WHAT IS REQUIRED
Every line of the entries below from the one containing "In this exercise you will mark each instance of the green" to the one containing "the grass slope", both ends included, must be written out exactly. No other line belongs in the answer.

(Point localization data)
((
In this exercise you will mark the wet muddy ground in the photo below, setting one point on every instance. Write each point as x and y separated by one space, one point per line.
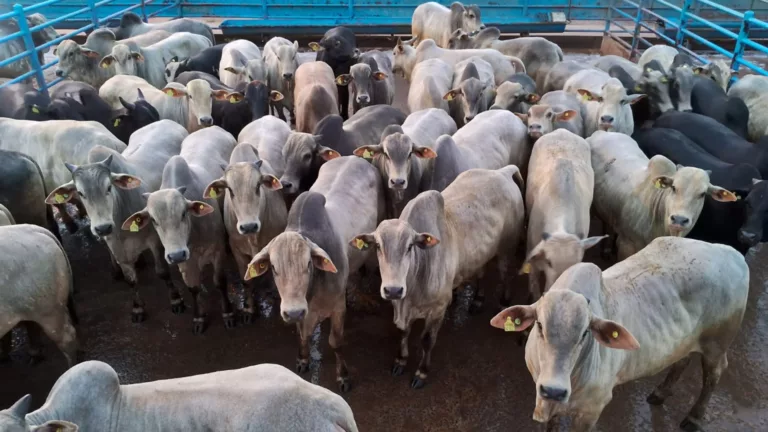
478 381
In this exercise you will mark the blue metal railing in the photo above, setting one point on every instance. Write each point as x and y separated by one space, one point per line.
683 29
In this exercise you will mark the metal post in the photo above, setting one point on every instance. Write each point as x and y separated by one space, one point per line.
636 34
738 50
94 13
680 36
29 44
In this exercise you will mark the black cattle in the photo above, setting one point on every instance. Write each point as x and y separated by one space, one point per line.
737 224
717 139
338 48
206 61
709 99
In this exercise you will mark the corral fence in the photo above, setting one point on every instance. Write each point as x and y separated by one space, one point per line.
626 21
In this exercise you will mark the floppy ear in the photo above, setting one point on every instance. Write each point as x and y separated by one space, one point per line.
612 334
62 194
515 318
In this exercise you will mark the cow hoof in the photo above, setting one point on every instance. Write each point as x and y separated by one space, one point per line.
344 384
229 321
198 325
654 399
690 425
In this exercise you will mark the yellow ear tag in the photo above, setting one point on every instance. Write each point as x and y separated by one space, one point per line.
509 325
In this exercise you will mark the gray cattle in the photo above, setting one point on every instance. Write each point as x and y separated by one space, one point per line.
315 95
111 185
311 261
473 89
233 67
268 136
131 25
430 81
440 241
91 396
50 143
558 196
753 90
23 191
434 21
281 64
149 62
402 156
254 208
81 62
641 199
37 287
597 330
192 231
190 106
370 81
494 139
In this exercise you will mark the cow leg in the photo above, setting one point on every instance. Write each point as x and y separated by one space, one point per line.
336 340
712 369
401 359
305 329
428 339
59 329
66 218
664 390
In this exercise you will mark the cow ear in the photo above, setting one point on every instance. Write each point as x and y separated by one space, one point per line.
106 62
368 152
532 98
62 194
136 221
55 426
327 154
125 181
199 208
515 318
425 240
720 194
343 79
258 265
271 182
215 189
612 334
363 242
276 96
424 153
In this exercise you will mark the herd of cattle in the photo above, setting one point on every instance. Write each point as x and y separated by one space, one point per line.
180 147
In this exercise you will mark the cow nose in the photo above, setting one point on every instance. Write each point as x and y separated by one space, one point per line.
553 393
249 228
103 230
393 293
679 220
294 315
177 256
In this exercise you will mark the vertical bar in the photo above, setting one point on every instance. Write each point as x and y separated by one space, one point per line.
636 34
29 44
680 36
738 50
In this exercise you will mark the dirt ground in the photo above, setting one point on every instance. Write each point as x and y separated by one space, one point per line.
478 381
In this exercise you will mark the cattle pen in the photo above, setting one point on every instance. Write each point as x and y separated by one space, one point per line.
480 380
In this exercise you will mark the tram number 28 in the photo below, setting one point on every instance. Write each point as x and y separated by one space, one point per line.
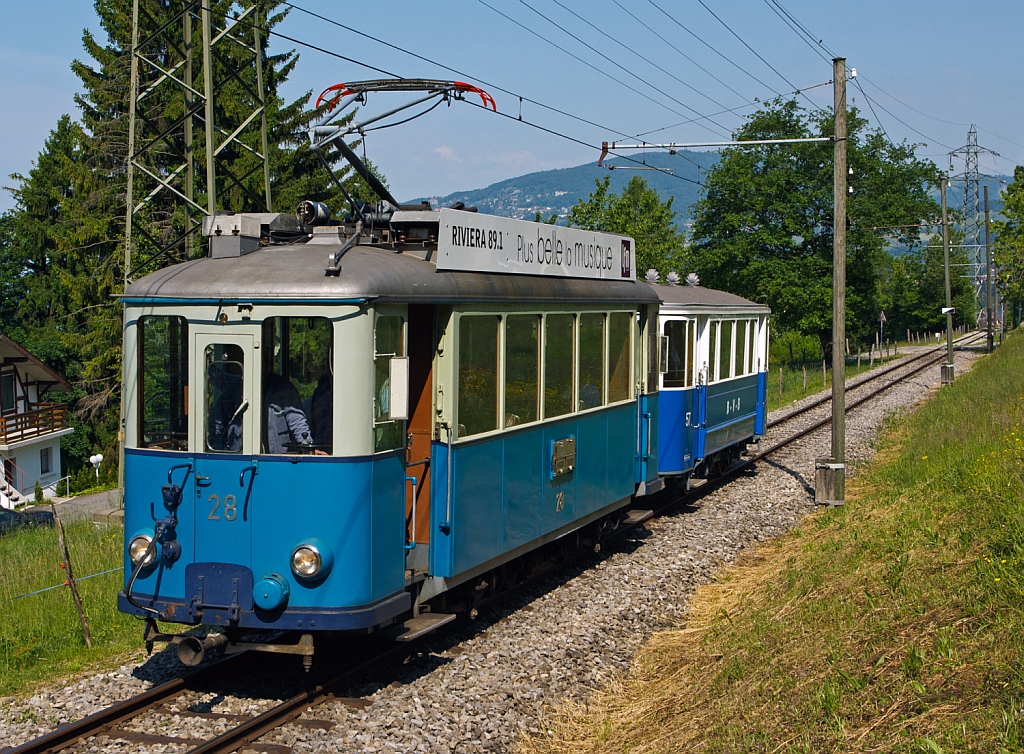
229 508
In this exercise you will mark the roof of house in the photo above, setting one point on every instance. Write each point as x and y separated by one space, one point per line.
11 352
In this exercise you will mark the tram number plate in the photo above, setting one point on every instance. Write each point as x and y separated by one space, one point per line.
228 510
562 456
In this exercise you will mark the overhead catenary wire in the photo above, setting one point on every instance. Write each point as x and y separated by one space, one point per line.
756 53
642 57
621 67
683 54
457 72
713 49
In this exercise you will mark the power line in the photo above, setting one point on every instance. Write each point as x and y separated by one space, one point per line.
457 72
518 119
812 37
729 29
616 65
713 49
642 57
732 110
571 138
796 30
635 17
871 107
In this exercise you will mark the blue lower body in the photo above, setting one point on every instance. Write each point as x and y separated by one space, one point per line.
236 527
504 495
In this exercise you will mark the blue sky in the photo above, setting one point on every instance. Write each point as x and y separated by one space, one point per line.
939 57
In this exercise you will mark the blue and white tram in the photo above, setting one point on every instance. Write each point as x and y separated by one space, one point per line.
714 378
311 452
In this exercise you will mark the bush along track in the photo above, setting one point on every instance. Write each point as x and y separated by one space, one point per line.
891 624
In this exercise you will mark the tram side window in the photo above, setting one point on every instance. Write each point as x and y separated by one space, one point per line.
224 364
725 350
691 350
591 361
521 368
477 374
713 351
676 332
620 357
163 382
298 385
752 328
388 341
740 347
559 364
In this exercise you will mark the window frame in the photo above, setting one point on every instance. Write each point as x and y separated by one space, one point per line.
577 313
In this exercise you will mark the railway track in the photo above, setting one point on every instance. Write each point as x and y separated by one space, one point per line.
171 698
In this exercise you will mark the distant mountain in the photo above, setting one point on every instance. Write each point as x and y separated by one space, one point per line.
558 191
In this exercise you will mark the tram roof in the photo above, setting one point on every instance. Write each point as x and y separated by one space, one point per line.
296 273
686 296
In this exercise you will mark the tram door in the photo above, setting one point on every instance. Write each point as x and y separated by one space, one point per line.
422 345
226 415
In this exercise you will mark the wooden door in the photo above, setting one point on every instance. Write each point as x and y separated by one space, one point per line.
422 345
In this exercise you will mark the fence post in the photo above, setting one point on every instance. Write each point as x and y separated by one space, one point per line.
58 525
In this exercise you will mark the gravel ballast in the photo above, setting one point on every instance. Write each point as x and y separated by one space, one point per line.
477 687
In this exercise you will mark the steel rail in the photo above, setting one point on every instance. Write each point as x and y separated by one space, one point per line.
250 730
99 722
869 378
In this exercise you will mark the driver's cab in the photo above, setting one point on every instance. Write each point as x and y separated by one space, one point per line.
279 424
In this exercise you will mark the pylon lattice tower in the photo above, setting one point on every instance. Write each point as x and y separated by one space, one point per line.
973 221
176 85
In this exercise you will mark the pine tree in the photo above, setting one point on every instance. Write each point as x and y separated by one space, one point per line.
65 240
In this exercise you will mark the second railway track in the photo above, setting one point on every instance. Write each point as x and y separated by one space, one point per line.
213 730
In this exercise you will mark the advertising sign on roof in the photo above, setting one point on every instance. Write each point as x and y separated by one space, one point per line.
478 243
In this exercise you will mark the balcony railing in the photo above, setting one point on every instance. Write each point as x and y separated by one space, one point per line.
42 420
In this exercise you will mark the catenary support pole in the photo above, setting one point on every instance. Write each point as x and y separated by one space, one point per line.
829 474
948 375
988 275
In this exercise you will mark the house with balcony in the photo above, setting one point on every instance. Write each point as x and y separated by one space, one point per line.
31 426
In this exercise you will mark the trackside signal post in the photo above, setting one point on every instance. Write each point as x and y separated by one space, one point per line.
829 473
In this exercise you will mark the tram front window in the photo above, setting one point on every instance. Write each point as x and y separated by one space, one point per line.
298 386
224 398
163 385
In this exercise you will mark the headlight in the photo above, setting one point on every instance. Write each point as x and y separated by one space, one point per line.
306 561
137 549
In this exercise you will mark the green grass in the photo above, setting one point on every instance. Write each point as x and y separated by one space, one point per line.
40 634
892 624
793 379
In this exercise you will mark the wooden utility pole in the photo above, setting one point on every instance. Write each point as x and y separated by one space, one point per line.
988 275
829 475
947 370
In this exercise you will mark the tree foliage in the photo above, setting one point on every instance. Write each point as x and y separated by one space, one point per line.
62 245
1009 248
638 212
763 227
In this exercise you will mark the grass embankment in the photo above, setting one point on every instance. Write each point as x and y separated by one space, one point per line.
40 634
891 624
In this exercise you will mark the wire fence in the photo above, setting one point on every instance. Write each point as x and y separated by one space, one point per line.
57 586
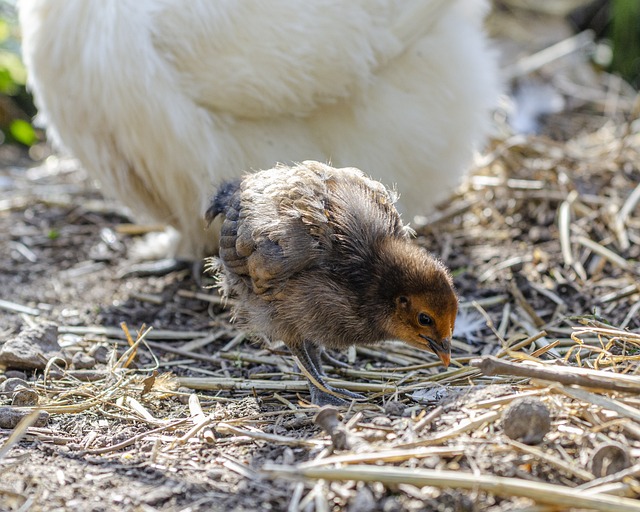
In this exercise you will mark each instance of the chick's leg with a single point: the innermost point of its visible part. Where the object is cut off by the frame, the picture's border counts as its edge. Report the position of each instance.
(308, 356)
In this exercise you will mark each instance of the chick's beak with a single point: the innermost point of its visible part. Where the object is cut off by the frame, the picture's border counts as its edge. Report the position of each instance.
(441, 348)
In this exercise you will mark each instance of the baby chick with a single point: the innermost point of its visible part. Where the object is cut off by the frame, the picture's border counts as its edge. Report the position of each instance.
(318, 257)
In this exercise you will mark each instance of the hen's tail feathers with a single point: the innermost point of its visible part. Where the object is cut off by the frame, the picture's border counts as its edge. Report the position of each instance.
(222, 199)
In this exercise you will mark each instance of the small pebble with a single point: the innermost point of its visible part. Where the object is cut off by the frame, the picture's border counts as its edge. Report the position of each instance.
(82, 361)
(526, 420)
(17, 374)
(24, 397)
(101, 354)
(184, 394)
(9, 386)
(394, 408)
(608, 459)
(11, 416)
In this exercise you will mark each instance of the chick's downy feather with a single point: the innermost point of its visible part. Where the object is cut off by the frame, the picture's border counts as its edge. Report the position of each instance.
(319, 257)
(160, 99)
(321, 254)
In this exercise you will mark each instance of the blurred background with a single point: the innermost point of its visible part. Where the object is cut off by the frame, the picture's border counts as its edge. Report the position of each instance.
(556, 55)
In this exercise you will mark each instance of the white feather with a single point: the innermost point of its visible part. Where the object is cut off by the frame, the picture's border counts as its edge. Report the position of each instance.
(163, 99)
))
((
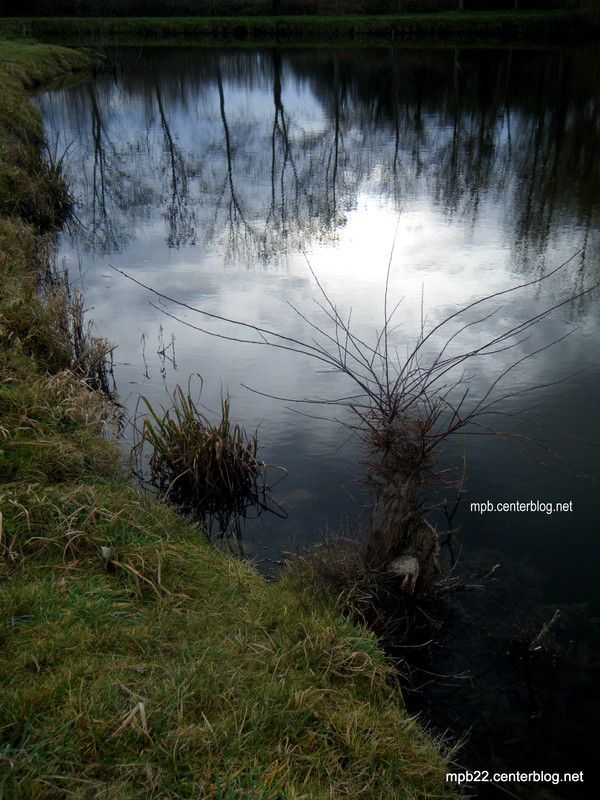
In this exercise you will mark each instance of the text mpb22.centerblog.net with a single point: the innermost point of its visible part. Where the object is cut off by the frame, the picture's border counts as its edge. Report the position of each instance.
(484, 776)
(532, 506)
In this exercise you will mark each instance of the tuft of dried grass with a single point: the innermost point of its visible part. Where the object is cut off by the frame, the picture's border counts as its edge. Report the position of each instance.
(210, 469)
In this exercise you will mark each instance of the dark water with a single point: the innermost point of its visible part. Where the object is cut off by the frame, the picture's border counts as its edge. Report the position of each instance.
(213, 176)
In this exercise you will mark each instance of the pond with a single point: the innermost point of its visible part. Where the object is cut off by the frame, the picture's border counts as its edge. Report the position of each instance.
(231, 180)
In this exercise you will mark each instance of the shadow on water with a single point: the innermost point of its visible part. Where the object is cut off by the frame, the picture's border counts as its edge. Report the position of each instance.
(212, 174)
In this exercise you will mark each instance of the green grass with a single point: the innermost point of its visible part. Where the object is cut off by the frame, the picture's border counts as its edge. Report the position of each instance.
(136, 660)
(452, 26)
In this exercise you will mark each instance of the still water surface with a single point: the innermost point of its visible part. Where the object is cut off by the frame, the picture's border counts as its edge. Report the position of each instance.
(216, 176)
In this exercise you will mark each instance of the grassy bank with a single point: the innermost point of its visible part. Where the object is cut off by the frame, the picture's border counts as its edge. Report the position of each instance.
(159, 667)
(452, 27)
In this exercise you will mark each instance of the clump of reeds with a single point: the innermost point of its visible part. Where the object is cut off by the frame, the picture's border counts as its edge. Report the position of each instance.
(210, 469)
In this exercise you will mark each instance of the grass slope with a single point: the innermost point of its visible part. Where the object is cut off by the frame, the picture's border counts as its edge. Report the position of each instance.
))
((
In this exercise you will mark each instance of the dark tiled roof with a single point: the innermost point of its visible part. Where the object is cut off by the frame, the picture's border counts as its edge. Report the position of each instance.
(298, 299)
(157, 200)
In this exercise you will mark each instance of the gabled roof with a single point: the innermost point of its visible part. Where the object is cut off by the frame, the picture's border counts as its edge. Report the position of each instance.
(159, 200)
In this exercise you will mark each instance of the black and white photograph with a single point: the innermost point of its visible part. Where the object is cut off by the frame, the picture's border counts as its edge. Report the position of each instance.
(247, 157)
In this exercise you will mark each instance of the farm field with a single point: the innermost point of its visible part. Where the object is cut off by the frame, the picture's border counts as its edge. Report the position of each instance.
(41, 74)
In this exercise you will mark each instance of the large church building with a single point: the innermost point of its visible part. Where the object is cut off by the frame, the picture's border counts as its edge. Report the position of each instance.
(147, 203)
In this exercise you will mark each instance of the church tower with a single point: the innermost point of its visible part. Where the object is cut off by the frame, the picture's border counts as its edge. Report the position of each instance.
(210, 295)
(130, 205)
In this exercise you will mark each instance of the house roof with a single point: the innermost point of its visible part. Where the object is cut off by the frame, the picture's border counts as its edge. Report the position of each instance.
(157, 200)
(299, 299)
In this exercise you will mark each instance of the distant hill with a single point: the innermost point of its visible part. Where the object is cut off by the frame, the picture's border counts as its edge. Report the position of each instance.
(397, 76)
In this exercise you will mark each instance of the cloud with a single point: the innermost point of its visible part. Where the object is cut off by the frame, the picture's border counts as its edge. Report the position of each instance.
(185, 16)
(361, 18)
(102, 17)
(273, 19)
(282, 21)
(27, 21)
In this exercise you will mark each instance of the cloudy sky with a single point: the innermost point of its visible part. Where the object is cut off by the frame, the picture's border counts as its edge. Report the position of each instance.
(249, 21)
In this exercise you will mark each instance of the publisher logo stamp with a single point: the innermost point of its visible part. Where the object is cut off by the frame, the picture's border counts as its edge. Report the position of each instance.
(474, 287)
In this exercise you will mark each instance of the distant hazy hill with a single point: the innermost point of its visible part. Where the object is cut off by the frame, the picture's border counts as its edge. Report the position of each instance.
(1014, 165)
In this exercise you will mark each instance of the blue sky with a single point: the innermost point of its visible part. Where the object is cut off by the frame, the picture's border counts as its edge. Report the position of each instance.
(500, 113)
))
THE ANSWER
In this exercise you will mark each instance of the green grass with a single point: the innermost point of its visible part. Where the object is cut off by the frame, the picture's border counts as its edge. Report the position of each instance.
(136, 660)
(452, 26)
In this exercise you will mark each instance of the still water surface with a single point: the innermost point of its visible part. Where the object is cut off by the frame, the picture's border counts as its edge. Report the position of each instance.
(216, 176)
In this exercise you will mark each instance of the grassy bank with a single point: the innermost point of its visible part. Where the object is cut off by the frame, the picture's border counts as its edge. Report the position of each instance.
(159, 667)
(452, 27)
In this exercise you will mark each instance of the clump of reeds with a single point: the innermost point of its visible part. Where the object is cut off by the frame, the picture's border counts as its edge. Report the position of each instance.
(210, 469)
In this exercise you will mark each instance of the grass slope with a single point: the innermost point of its visible part. Where the object is cut off by the frame, the picture's border counts as its edge. Report the position of each instance.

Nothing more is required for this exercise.